*** Data provided

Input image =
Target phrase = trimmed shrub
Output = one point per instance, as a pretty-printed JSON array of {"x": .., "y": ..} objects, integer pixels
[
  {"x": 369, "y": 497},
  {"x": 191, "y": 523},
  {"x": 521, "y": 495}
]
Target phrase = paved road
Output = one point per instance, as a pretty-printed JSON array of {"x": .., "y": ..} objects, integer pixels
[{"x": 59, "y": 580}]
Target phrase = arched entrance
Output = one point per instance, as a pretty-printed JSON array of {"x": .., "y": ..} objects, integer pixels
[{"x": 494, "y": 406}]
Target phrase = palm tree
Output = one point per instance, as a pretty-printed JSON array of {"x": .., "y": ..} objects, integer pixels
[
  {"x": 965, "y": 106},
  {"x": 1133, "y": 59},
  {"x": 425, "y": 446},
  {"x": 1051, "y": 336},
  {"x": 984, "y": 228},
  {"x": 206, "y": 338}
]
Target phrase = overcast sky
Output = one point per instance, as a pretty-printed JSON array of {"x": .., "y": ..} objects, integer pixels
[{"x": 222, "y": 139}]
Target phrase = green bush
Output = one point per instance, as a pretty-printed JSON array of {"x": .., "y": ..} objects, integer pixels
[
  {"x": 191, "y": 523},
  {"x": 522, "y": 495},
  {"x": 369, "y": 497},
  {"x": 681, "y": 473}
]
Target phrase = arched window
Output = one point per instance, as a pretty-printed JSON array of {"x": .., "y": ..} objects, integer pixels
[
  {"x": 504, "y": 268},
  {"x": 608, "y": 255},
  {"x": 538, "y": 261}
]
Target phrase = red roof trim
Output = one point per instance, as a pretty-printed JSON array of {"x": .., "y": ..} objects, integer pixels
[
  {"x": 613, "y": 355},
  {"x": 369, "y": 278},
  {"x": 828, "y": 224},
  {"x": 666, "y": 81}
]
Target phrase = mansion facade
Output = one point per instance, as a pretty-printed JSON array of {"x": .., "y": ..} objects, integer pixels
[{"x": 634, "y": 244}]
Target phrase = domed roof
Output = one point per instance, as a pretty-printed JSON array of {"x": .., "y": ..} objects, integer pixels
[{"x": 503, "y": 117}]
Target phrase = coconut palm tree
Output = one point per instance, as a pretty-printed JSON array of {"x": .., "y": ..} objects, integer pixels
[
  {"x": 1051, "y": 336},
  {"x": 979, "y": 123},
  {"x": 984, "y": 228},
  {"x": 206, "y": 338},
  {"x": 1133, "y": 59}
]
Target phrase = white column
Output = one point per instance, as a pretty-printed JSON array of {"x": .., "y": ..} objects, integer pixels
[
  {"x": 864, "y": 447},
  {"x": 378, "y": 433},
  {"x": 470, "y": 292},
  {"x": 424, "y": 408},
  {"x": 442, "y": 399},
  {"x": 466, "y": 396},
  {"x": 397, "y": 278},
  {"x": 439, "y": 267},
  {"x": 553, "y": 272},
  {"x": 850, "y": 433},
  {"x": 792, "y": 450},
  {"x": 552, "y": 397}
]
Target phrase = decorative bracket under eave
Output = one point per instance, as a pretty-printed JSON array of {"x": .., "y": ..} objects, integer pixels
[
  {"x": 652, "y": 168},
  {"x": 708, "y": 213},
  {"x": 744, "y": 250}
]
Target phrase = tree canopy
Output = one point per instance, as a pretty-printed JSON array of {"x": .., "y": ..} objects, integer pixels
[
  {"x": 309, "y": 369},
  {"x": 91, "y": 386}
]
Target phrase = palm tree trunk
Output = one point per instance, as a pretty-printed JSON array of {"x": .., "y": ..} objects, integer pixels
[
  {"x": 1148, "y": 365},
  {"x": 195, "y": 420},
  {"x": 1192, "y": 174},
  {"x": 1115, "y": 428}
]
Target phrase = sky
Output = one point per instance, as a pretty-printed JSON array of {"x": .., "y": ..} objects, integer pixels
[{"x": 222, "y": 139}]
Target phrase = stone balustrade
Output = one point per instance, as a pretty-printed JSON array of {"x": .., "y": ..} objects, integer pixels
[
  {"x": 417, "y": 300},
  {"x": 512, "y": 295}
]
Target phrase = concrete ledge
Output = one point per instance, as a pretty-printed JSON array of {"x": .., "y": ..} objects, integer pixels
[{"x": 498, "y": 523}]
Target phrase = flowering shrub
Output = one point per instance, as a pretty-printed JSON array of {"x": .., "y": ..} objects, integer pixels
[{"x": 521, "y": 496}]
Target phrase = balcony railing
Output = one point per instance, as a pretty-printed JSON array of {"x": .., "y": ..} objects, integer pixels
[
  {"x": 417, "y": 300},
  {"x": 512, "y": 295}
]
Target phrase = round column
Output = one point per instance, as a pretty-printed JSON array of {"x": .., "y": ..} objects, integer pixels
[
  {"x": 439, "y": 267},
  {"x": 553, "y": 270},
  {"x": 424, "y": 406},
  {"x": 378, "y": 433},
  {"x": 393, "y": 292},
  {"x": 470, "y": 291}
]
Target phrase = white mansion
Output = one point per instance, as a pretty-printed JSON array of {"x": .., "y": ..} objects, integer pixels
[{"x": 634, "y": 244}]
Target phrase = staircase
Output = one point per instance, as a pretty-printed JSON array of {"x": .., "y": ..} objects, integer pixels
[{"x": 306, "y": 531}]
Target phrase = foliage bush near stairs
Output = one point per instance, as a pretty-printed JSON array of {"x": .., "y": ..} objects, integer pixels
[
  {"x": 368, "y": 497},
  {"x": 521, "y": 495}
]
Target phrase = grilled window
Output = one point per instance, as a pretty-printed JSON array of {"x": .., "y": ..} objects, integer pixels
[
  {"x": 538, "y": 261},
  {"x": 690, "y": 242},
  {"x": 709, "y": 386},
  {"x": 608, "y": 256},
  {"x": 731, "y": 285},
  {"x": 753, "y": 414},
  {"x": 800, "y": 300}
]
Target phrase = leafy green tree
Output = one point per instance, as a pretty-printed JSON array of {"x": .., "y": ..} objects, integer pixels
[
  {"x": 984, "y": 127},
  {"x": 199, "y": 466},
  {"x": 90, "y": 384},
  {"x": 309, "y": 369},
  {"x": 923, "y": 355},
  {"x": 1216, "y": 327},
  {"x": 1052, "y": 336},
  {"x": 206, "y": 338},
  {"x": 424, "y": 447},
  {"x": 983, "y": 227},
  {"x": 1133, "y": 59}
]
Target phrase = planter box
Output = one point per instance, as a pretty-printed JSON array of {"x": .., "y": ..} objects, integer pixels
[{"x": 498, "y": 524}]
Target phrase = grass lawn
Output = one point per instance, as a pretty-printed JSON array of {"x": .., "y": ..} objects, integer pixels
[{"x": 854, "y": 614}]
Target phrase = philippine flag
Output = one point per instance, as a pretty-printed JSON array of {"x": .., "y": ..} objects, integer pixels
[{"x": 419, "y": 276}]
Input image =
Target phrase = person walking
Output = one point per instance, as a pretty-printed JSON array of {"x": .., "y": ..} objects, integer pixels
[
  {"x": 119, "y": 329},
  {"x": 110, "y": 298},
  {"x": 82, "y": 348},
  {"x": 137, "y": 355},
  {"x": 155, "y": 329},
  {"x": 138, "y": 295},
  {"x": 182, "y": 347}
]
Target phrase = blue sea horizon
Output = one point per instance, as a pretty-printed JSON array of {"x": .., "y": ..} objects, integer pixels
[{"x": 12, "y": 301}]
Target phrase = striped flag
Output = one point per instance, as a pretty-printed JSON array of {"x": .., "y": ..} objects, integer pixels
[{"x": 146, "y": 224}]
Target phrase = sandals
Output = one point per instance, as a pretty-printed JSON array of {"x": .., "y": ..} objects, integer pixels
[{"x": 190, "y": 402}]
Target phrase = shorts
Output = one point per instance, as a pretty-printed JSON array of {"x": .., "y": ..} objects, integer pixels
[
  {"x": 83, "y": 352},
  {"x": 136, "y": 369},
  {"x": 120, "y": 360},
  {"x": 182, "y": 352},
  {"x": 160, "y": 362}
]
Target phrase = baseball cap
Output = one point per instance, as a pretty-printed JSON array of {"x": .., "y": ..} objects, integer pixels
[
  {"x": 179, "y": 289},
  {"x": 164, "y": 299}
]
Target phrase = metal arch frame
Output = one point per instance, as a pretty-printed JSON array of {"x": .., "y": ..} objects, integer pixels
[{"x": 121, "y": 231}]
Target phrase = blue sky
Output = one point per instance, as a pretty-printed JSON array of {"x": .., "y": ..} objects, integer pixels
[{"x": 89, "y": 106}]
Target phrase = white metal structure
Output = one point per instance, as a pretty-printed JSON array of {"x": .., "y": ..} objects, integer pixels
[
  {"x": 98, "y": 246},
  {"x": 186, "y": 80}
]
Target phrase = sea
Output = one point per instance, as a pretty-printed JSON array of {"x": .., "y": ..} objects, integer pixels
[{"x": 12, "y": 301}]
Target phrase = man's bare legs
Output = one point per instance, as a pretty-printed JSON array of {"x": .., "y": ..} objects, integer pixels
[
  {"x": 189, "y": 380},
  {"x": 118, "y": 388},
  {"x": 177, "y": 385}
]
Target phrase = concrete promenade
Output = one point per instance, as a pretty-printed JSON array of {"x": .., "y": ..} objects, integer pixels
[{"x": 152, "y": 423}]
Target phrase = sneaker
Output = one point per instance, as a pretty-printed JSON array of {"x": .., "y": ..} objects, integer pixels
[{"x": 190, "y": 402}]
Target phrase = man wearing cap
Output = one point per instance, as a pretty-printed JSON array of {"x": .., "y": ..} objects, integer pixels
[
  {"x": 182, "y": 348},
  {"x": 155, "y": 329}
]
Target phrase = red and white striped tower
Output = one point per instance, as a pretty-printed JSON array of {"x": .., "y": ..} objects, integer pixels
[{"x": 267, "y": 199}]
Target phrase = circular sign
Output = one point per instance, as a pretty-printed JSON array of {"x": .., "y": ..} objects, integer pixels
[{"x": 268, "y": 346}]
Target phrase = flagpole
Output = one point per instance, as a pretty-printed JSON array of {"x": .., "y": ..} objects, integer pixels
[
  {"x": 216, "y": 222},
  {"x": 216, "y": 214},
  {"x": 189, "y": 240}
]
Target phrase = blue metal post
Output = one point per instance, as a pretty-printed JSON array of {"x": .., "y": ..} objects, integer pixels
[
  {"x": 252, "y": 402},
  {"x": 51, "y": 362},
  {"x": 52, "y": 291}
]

******

| Work to complete |
Quote the data above verbatim from its first line to the line that includes "Target phrase = overcast sky", with both boundary lines retained.

| Answer to this task |
Input image =
Target phrase = trimmed shrub
Output = one point per instance, as a pretty-printed JSON array of {"x": .., "y": ..} objects, integer pixels
[
  {"x": 369, "y": 497},
  {"x": 191, "y": 523},
  {"x": 521, "y": 495}
]
Target phrase = paved road
Output = one point per instance, as a pretty-printed JSON array of {"x": .., "y": ..} objects, integer pixels
[{"x": 59, "y": 580}]
Target phrase = arched entrance
Output = one point per instance, as a pretty-printed JSON array of {"x": .., "y": ..} objects, integer pixels
[{"x": 494, "y": 406}]
Target phrase = palm tree
Output = one point per instance, as a pretty-printed JSON array of {"x": .., "y": ..} objects, integer pixels
[
  {"x": 965, "y": 106},
  {"x": 1133, "y": 59},
  {"x": 425, "y": 446},
  {"x": 1051, "y": 336},
  {"x": 984, "y": 228},
  {"x": 206, "y": 338}
]
Target phrase = overcast sky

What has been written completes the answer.